Work task | Reproduce the records below in full and exactly, without their images.

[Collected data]
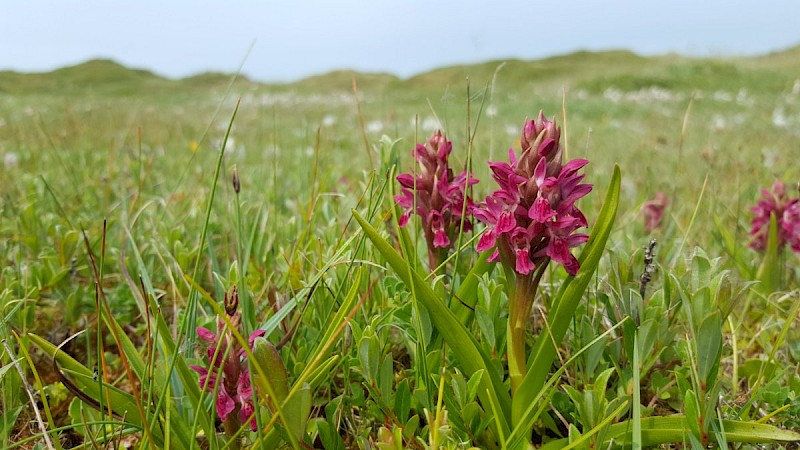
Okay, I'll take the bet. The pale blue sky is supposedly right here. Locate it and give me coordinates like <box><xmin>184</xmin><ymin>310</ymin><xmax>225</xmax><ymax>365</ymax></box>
<box><xmin>2</xmin><ymin>1</ymin><xmax>798</xmax><ymax>82</ymax></box>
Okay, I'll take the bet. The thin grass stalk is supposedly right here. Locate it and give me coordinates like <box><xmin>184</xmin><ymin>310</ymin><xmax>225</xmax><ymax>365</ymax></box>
<box><xmin>632</xmin><ymin>333</ymin><xmax>642</xmax><ymax>450</ymax></box>
<box><xmin>670</xmin><ymin>173</ymin><xmax>708</xmax><ymax>270</ymax></box>
<box><xmin>182</xmin><ymin>98</ymin><xmax>240</xmax><ymax>357</ymax></box>
<box><xmin>81</xmin><ymin>228</ymin><xmax>158</xmax><ymax>448</ymax></box>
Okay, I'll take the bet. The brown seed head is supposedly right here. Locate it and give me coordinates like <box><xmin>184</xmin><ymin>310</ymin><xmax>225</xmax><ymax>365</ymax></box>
<box><xmin>232</xmin><ymin>166</ymin><xmax>240</xmax><ymax>194</ymax></box>
<box><xmin>224</xmin><ymin>285</ymin><xmax>239</xmax><ymax>316</ymax></box>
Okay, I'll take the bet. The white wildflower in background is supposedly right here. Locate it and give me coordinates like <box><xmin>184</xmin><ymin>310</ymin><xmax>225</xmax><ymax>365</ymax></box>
<box><xmin>366</xmin><ymin>120</ymin><xmax>383</xmax><ymax>133</ymax></box>
<box><xmin>711</xmin><ymin>114</ymin><xmax>727</xmax><ymax>131</ymax></box>
<box><xmin>603</xmin><ymin>88</ymin><xmax>623</xmax><ymax>103</ymax></box>
<box><xmin>4</xmin><ymin>152</ymin><xmax>19</xmax><ymax>169</ymax></box>
<box><xmin>321</xmin><ymin>114</ymin><xmax>337</xmax><ymax>127</ymax></box>
<box><xmin>263</xmin><ymin>145</ymin><xmax>281</xmax><ymax>157</ymax></box>
<box><xmin>772</xmin><ymin>107</ymin><xmax>788</xmax><ymax>128</ymax></box>
<box><xmin>736</xmin><ymin>88</ymin><xmax>753</xmax><ymax>106</ymax></box>
<box><xmin>421</xmin><ymin>116</ymin><xmax>440</xmax><ymax>131</ymax></box>
<box><xmin>762</xmin><ymin>148</ymin><xmax>779</xmax><ymax>169</ymax></box>
<box><xmin>713</xmin><ymin>91</ymin><xmax>733</xmax><ymax>102</ymax></box>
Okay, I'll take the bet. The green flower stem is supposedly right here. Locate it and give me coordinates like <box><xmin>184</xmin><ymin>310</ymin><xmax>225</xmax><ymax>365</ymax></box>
<box><xmin>508</xmin><ymin>262</ymin><xmax>547</xmax><ymax>394</ymax></box>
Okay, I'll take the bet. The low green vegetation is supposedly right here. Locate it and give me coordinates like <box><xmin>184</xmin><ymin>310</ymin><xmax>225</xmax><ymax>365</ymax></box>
<box><xmin>1</xmin><ymin>47</ymin><xmax>799</xmax><ymax>448</ymax></box>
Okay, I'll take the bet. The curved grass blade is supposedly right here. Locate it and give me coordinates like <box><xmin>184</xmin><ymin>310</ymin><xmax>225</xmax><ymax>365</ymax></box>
<box><xmin>538</xmin><ymin>416</ymin><xmax>800</xmax><ymax>449</ymax></box>
<box><xmin>26</xmin><ymin>333</ymin><xmax>153</xmax><ymax>441</ymax></box>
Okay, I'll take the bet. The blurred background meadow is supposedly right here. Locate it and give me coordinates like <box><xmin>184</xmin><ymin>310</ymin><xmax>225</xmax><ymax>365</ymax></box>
<box><xmin>1</xmin><ymin>2</ymin><xmax>799</xmax><ymax>448</ymax></box>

Answer for the task |
Okay, I'll take the bet. The pale blue sky is supposedly right here. Locate it and give me coordinates like <box><xmin>184</xmin><ymin>310</ymin><xmax>225</xmax><ymax>365</ymax></box>
<box><xmin>2</xmin><ymin>1</ymin><xmax>798</xmax><ymax>82</ymax></box>
Okay, I'll take the bet. The thin grass stalk is supposedly right here. Locate it and give me coordinates like <box><xmin>184</xmin><ymin>310</ymin><xmax>225</xmax><ymax>365</ymax></box>
<box><xmin>632</xmin><ymin>333</ymin><xmax>642</xmax><ymax>450</ymax></box>
<box><xmin>670</xmin><ymin>173</ymin><xmax>708</xmax><ymax>270</ymax></box>
<box><xmin>182</xmin><ymin>98</ymin><xmax>240</xmax><ymax>357</ymax></box>
<box><xmin>81</xmin><ymin>228</ymin><xmax>158</xmax><ymax>448</ymax></box>
Okay, I'll take the bet. The brown seed head is supposedly right here. Locate it and give me coordinates like <box><xmin>184</xmin><ymin>310</ymin><xmax>225</xmax><ymax>365</ymax></box>
<box><xmin>232</xmin><ymin>166</ymin><xmax>240</xmax><ymax>194</ymax></box>
<box><xmin>224</xmin><ymin>285</ymin><xmax>239</xmax><ymax>316</ymax></box>
Okay, I'll take the bet. The white wildflower in background is supposedly right here. Locate it and give me coordinates like <box><xmin>184</xmin><ymin>310</ymin><xmax>225</xmax><ymax>365</ymax></box>
<box><xmin>366</xmin><ymin>120</ymin><xmax>383</xmax><ymax>133</ymax></box>
<box><xmin>711</xmin><ymin>114</ymin><xmax>727</xmax><ymax>131</ymax></box>
<box><xmin>603</xmin><ymin>88</ymin><xmax>623</xmax><ymax>103</ymax></box>
<box><xmin>4</xmin><ymin>152</ymin><xmax>19</xmax><ymax>169</ymax></box>
<box><xmin>321</xmin><ymin>114</ymin><xmax>337</xmax><ymax>127</ymax></box>
<box><xmin>263</xmin><ymin>145</ymin><xmax>281</xmax><ymax>157</ymax></box>
<box><xmin>772</xmin><ymin>107</ymin><xmax>788</xmax><ymax>128</ymax></box>
<box><xmin>736</xmin><ymin>88</ymin><xmax>753</xmax><ymax>106</ymax></box>
<box><xmin>421</xmin><ymin>116</ymin><xmax>440</xmax><ymax>131</ymax></box>
<box><xmin>762</xmin><ymin>148</ymin><xmax>779</xmax><ymax>169</ymax></box>
<box><xmin>713</xmin><ymin>91</ymin><xmax>733</xmax><ymax>102</ymax></box>
Okay, I'll take the bet. The green flower stem is supposedly right here. Locate it and give me coordinates like <box><xmin>184</xmin><ymin>310</ymin><xmax>225</xmax><ymax>365</ymax></box>
<box><xmin>508</xmin><ymin>262</ymin><xmax>547</xmax><ymax>394</ymax></box>
Okay, I'll take the bet. The low green vegetation is supposedly right here. Locate it and give me coordinates like <box><xmin>184</xmin><ymin>310</ymin><xmax>225</xmax><ymax>365</ymax></box>
<box><xmin>1</xmin><ymin>47</ymin><xmax>799</xmax><ymax>448</ymax></box>
Okay, I'll take the bet. The curved grass blade is supposedly right here. Locate it and give me coordinates like <box><xmin>184</xmin><ymin>310</ymin><xmax>225</xmax><ymax>365</ymax></box>
<box><xmin>538</xmin><ymin>416</ymin><xmax>800</xmax><ymax>449</ymax></box>
<box><xmin>26</xmin><ymin>333</ymin><xmax>153</xmax><ymax>441</ymax></box>
Okay, I'll take the bet. The blurred background meadow is supposedly right here. Locate it and give me coordinates like <box><xmin>184</xmin><ymin>310</ymin><xmax>225</xmax><ymax>365</ymax></box>
<box><xmin>1</xmin><ymin>2</ymin><xmax>799</xmax><ymax>448</ymax></box>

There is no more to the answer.